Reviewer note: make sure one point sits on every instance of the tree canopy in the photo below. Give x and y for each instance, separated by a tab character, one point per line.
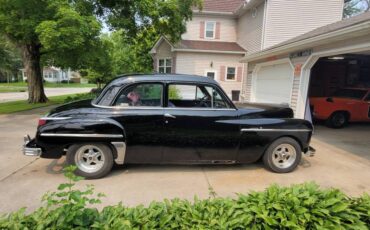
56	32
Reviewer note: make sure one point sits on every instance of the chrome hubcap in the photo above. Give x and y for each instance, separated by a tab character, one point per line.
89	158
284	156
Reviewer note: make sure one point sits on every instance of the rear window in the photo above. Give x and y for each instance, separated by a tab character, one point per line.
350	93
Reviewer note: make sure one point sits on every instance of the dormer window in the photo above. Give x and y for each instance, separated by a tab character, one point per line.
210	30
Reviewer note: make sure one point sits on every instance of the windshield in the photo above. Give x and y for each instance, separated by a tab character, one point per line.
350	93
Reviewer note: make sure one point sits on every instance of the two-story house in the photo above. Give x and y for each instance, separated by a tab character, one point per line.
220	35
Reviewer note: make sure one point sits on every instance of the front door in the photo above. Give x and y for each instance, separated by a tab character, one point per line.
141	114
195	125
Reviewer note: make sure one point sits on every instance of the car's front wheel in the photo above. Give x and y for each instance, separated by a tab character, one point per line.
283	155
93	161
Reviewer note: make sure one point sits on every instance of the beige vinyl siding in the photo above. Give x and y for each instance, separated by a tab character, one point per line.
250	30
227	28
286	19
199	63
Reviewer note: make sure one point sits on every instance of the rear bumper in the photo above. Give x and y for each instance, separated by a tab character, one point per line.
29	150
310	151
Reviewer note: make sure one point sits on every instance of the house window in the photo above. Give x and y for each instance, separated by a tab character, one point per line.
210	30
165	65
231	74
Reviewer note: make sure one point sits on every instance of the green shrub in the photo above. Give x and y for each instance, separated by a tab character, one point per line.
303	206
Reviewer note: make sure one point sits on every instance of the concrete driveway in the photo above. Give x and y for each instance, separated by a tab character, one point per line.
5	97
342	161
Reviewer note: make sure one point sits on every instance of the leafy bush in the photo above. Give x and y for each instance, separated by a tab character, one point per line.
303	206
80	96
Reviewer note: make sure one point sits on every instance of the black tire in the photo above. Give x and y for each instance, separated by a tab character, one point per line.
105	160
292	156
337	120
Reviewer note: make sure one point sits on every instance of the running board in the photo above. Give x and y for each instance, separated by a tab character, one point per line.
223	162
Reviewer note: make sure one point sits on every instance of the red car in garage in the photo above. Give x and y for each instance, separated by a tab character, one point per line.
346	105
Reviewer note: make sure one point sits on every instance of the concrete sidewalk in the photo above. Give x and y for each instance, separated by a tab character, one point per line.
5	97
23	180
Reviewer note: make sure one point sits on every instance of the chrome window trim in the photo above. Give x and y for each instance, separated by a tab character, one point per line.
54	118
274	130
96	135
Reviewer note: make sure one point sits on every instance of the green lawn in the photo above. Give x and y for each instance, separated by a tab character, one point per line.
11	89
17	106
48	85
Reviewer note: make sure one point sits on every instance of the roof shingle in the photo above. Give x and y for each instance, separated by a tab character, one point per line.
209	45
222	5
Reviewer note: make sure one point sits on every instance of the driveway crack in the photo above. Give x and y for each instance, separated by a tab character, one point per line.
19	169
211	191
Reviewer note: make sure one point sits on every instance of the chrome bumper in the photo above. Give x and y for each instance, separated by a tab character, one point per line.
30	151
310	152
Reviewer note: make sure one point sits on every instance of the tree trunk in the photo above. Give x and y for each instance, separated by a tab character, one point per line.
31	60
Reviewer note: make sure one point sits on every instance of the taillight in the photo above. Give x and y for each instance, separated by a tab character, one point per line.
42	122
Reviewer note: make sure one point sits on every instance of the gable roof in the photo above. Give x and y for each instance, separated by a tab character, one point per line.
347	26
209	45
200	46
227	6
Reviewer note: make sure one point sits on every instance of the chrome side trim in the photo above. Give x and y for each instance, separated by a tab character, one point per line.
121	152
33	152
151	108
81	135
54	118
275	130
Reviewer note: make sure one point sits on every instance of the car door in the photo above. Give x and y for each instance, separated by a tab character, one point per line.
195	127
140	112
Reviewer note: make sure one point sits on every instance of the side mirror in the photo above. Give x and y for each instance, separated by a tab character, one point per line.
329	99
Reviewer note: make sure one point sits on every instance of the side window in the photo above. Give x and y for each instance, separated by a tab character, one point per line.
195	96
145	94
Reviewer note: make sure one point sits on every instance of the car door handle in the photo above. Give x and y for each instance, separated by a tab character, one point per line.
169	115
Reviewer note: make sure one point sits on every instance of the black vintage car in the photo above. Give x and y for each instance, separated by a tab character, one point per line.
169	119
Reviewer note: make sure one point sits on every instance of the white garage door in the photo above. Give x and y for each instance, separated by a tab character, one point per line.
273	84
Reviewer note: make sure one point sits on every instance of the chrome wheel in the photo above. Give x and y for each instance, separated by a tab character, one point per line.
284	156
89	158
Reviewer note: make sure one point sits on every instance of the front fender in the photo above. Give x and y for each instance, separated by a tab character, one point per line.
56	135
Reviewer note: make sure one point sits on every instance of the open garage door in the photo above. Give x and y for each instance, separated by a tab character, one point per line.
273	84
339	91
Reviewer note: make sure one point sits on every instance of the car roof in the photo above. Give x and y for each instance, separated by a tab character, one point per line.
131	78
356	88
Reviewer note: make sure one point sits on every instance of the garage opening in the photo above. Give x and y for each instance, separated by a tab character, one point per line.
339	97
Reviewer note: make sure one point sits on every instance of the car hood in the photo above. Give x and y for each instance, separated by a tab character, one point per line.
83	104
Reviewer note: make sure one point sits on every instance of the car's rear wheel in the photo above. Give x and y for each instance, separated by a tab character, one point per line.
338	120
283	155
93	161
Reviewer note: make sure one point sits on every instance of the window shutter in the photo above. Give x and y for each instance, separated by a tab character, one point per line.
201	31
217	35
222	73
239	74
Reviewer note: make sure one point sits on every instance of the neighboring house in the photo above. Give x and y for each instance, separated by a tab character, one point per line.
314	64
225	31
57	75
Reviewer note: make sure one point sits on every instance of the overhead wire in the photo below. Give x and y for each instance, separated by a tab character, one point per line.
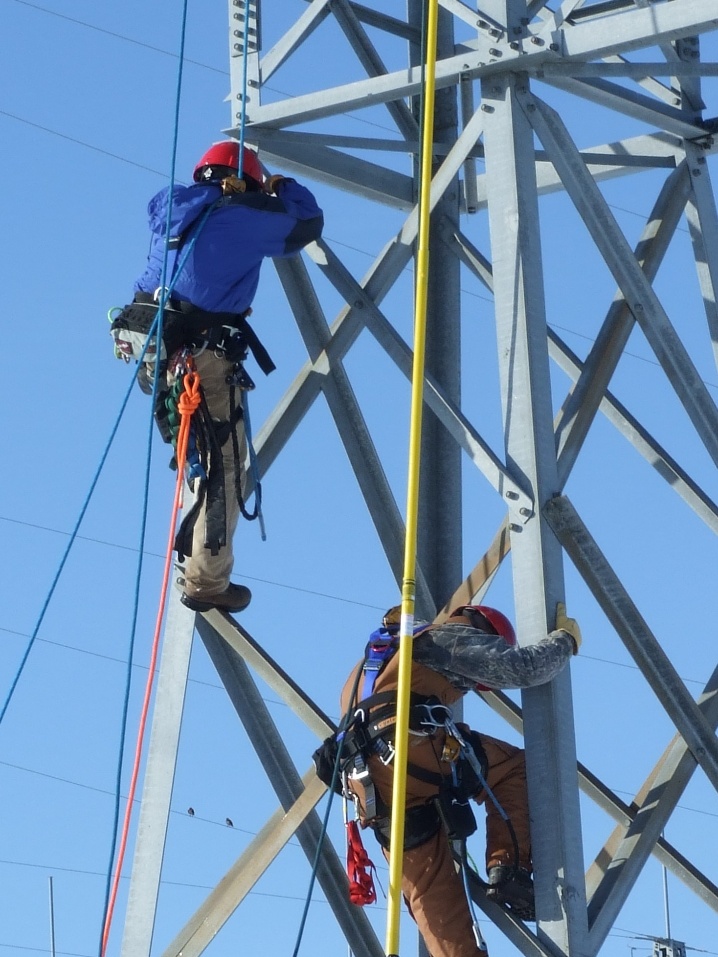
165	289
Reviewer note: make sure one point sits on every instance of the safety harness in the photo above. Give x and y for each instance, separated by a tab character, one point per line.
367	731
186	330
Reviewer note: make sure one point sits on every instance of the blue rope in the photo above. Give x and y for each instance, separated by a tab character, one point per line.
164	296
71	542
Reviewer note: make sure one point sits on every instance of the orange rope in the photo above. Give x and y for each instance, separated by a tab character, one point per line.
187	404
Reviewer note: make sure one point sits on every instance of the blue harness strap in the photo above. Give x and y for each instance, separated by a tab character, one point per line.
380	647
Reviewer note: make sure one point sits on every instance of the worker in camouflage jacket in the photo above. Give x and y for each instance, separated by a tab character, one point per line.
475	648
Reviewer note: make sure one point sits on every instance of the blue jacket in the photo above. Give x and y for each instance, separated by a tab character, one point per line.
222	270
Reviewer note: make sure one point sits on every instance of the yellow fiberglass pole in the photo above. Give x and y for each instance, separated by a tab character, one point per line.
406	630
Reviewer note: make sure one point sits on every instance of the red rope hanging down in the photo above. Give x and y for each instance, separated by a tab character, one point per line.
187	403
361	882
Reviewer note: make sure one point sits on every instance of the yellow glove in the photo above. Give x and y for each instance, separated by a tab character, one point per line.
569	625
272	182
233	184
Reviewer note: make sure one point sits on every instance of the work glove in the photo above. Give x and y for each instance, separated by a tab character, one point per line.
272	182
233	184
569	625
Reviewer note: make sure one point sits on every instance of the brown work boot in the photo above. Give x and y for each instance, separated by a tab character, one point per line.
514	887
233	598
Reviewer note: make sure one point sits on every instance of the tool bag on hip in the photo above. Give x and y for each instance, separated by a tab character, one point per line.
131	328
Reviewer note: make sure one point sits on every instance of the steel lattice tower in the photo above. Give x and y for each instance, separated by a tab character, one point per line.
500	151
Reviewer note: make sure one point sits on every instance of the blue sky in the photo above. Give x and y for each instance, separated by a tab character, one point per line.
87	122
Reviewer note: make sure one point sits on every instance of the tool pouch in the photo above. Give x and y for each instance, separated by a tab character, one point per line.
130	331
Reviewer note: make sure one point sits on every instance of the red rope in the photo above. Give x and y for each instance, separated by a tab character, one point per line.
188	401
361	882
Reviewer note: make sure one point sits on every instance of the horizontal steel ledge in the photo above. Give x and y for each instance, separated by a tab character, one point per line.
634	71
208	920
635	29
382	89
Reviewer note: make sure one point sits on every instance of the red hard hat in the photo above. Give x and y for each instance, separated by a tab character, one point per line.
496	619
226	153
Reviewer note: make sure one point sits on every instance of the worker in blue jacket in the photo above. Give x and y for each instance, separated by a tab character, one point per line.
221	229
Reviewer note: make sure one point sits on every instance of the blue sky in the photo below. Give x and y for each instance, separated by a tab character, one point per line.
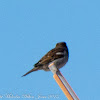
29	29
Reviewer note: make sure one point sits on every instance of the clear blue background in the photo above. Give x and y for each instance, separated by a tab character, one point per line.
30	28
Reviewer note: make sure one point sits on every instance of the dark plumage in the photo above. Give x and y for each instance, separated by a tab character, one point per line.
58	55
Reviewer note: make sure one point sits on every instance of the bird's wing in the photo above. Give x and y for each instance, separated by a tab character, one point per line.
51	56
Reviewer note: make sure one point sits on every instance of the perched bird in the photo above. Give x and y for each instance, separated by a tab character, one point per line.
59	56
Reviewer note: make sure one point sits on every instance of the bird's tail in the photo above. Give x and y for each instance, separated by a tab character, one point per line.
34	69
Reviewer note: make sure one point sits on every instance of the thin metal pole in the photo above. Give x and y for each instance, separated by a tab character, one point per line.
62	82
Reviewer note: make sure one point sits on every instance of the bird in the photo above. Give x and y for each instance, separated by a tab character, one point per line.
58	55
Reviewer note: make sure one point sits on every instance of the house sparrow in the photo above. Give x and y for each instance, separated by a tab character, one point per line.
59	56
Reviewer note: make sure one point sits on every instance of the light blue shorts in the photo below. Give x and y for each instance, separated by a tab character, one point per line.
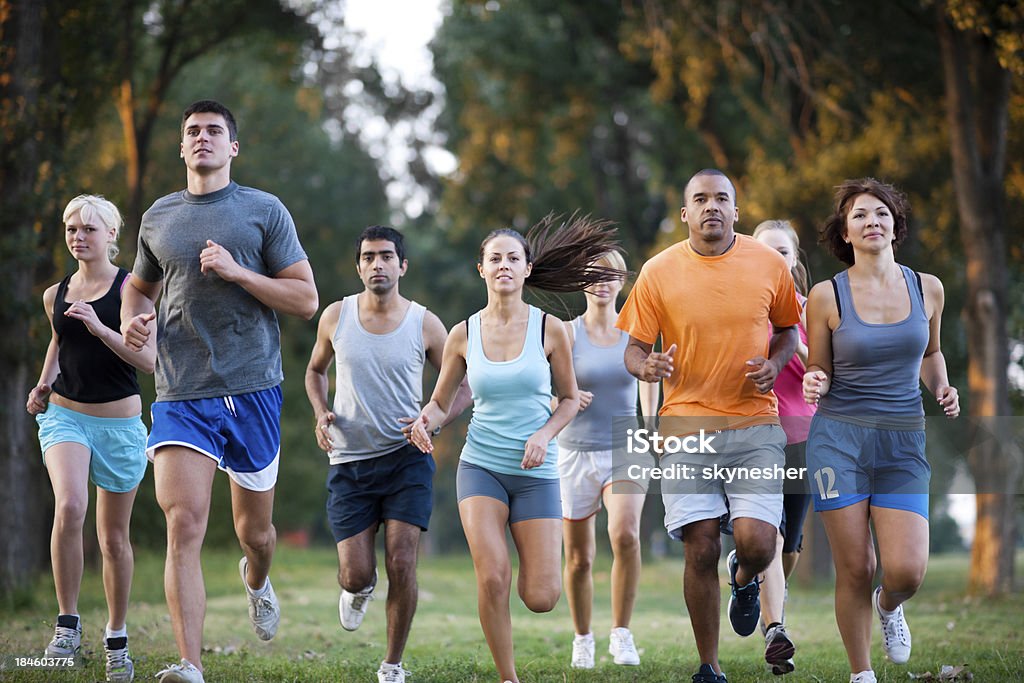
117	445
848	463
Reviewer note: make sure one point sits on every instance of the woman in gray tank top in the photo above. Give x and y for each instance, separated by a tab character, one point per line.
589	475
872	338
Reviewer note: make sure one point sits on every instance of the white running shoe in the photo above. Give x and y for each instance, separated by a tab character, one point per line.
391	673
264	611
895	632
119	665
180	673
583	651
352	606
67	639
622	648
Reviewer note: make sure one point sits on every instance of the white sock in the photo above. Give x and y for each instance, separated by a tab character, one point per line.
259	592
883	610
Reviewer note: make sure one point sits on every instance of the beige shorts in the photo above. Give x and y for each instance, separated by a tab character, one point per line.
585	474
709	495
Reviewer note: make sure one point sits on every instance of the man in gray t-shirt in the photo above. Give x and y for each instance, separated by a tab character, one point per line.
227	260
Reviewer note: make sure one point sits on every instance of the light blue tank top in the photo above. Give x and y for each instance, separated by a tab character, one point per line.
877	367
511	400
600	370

+ + + +

● Try it
Nothing but the lines from the one containing "the white running" through the last line of the material should be returned, each exactly as written, both ends included.

● Response box
Reviewer note: make sure one point sits on every instance of the white running shoe in the photo above. Give x and y for each instance, separated by a tab character, one point per line.
391	673
264	611
895	632
119	665
180	673
583	651
352	606
67	639
622	648
Reviewer note: make sure one point sits on every instance of the white sock in the photo above. Give x and y for each instance, separated by a tab character, one point per line.
259	592
883	610
Reviewer note: make sure one point sits on every instance of the beige shorts in the photo above. Give x and y for each instance, separated by a tab character, one point per line.
585	474
709	495
Reviewer note: make sure one point sits on every instance of the man in gray t-shirt in the photo above. Give x and y for each instance, separated by a tab character, one point per line.
227	260
Reviewer note: make sure one point sits on every instance of the light blue tank top in the photo above. Give x and y for each instance, separated by a tab character, one point per line.
877	367
511	400
600	370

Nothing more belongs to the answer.